RECORDS FOR THIS TASK.
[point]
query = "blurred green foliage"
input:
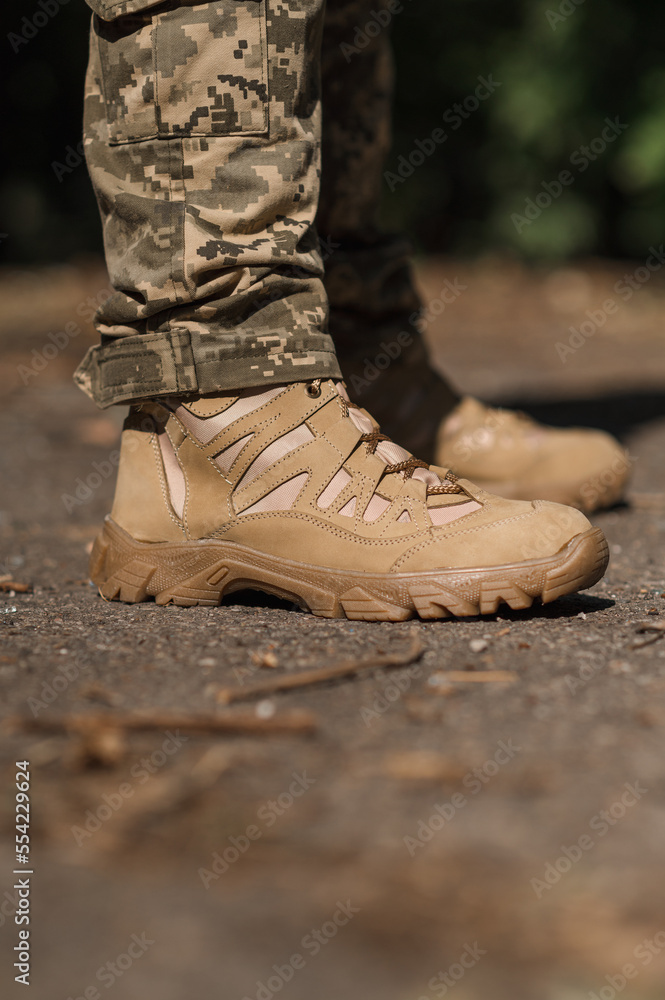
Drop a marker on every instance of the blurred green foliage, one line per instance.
(564, 67)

OBJECTIVE.
Rewrite every line of the items above, requests included. Multiply only the point coordinates in the answers by 2.3, round them to whole numbers with halves going up, and leave the pictures out.

THE RESULT.
[point]
query = "blurred green foliage"
input:
Drop a marker on every instance of the blurred green foliage, one line per instance.
(1297, 154)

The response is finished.